## GIVEN EXERCISE
Copy out the lines of the records word for word, beginning with the line that contains "obj: street light pole | detect" and continuing through the line that contains "[0,66,481,109]", including both of those lines.

---------- STORED RECORDS

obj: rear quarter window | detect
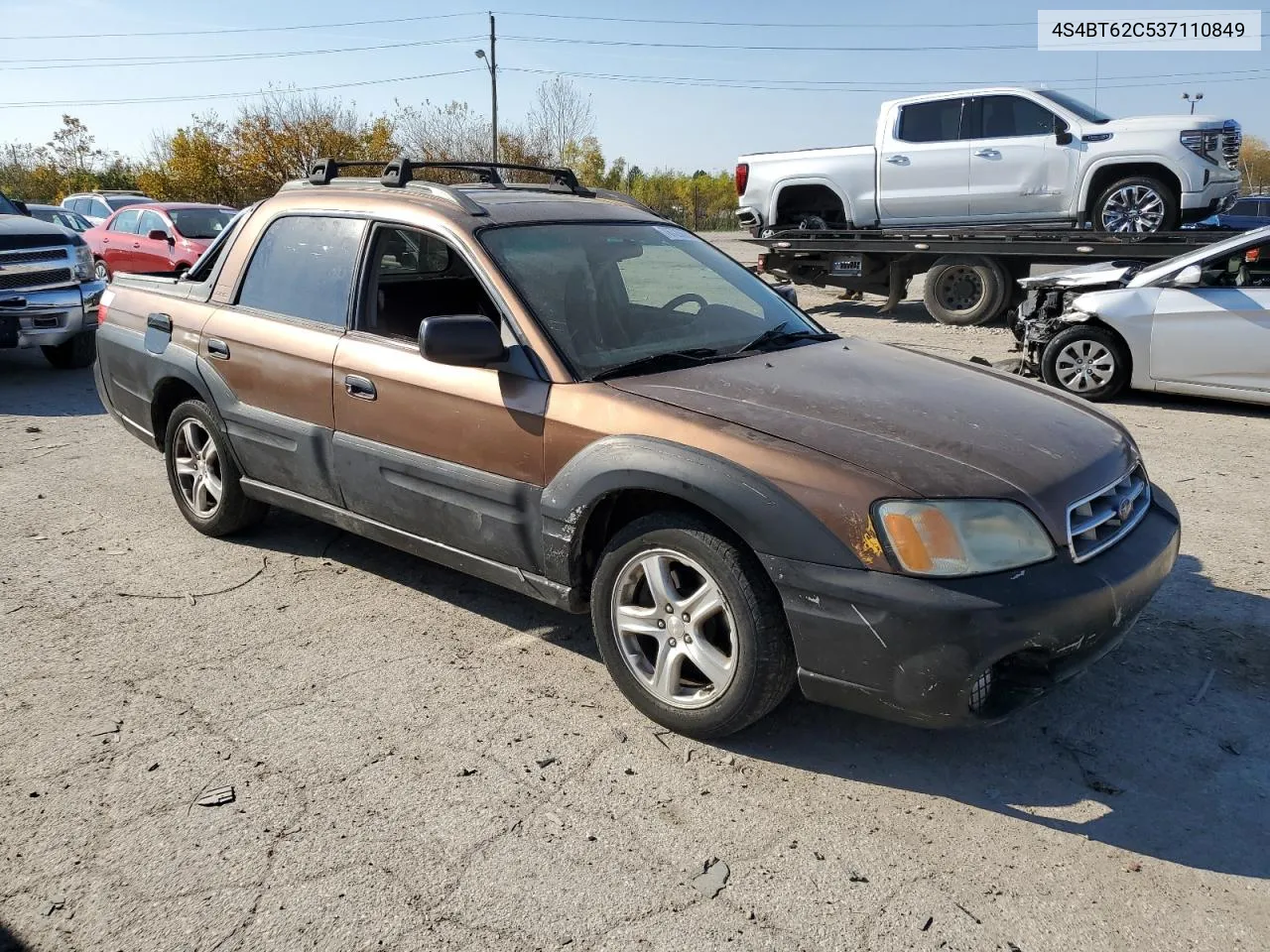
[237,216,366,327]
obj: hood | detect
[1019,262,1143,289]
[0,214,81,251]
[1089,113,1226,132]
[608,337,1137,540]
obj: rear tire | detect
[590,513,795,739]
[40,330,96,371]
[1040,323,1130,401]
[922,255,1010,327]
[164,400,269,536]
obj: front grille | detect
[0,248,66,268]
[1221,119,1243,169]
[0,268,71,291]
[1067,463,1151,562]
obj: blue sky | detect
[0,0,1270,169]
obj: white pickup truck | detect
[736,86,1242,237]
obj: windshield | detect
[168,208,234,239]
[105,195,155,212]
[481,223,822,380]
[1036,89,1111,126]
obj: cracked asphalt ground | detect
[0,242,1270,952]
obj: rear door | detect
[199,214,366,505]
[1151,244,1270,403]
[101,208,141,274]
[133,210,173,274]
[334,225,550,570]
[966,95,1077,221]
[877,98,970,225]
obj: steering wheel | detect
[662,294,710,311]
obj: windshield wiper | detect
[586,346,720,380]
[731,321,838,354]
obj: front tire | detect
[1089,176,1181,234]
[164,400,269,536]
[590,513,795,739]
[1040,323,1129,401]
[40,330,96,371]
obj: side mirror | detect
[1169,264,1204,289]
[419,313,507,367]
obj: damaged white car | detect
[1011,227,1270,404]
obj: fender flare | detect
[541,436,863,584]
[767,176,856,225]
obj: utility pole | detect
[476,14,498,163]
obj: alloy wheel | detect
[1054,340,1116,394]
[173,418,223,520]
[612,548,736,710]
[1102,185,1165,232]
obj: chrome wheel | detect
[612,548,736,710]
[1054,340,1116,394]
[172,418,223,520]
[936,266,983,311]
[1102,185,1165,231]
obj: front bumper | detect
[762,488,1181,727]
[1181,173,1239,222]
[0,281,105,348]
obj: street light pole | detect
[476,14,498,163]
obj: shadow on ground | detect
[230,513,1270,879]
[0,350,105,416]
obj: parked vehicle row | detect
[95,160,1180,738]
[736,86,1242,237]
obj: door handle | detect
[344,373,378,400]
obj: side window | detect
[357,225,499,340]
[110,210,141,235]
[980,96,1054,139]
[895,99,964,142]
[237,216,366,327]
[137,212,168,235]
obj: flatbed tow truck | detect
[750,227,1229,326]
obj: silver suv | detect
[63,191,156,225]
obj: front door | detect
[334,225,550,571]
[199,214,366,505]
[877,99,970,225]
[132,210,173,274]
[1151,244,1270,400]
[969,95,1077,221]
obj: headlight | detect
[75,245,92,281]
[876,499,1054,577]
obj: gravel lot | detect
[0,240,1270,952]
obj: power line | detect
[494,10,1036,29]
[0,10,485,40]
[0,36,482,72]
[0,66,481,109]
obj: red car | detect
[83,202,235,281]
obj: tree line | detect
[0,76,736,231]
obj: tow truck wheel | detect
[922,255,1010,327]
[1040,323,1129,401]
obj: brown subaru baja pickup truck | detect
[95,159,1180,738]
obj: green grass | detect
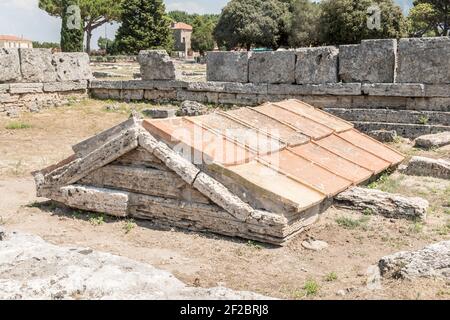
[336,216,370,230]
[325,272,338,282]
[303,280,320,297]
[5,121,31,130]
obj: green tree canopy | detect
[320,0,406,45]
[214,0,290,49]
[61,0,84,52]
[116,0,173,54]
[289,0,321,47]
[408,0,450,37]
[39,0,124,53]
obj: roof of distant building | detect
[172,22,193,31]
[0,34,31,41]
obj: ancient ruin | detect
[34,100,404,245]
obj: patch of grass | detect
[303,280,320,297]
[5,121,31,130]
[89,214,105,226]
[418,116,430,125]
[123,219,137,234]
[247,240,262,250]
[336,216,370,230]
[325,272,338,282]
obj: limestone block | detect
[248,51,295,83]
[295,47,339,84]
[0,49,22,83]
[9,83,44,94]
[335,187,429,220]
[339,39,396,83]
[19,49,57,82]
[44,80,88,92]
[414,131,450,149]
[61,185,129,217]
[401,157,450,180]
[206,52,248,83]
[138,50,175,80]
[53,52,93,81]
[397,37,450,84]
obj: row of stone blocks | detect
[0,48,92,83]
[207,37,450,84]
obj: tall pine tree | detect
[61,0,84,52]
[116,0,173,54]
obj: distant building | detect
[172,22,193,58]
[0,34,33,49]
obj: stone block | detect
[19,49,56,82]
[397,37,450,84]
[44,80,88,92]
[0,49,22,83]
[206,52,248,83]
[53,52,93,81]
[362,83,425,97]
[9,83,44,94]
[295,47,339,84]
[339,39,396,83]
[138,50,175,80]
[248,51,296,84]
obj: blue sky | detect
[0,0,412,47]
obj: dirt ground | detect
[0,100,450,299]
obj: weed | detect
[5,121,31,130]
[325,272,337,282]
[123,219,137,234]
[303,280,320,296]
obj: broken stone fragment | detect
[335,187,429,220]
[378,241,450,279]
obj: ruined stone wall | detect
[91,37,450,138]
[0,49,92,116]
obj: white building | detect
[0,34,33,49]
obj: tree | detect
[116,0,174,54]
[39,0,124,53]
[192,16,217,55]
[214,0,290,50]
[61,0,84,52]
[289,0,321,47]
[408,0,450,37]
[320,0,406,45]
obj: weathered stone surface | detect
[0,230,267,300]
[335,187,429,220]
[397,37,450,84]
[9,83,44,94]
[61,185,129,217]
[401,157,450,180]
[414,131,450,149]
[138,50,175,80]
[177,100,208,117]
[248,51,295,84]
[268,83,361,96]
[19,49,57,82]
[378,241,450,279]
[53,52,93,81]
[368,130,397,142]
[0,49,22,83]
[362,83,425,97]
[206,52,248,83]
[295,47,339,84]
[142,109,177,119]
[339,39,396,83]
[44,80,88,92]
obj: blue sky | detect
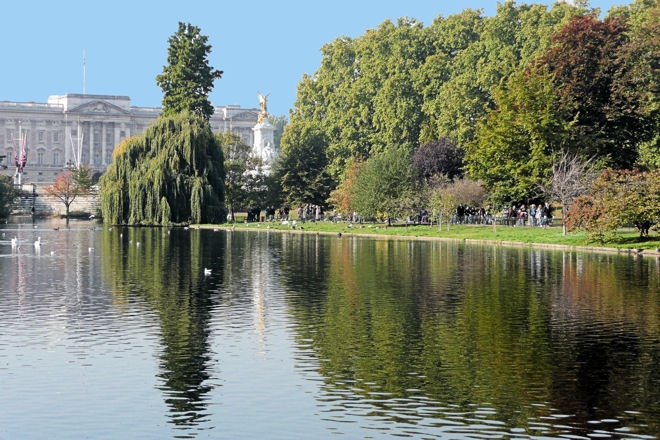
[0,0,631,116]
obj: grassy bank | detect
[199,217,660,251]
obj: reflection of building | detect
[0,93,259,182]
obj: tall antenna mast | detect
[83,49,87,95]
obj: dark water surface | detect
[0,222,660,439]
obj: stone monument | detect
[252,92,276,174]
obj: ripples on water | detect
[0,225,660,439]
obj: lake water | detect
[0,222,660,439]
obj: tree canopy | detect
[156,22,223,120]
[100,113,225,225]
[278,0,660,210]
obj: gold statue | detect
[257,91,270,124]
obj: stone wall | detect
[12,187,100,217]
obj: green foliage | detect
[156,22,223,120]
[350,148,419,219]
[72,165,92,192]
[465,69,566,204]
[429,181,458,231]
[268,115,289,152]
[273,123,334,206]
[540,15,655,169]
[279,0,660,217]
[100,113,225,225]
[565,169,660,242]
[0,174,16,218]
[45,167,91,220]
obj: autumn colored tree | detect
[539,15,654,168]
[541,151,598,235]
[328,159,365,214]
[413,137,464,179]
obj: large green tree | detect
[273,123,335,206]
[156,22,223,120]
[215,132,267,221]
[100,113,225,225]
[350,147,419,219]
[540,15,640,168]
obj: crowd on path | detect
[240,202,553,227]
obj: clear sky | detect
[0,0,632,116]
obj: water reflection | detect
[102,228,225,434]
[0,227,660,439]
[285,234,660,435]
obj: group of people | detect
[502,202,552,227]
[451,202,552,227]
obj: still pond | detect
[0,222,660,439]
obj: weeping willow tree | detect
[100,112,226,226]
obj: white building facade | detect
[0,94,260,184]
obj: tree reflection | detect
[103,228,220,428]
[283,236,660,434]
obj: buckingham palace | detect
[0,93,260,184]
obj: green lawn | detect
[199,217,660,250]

--------------------

## FULL OUTPUT
obj: street light pole | detect
[476,14,498,163]
obj: shadow on ground | detect
[230,513,1270,879]
[0,350,105,416]
obj: parked vehicle row | detect
[95,160,1180,738]
[736,86,1242,237]
obj: door handle | detect
[344,373,378,400]
obj: side window | detect
[357,225,499,340]
[110,210,141,235]
[980,96,1054,139]
[895,99,964,142]
[237,216,366,327]
[137,212,168,235]
obj: flatbed tow truck | detect
[750,227,1229,326]
obj: silver suv | detect
[63,191,156,225]
obj: front door | detect
[334,225,550,571]
[199,214,366,505]
[877,99,970,225]
[132,210,173,274]
[1151,244,1270,400]
[969,95,1077,221]
obj: headlight | detect
[75,245,92,281]
[876,499,1054,577]
obj: gravel lot | detect
[0,240,1270,952]
obj: power line | detect
[494,10,1036,29]
[0,10,485,40]
[0,36,482,72]
[0,66,481,109]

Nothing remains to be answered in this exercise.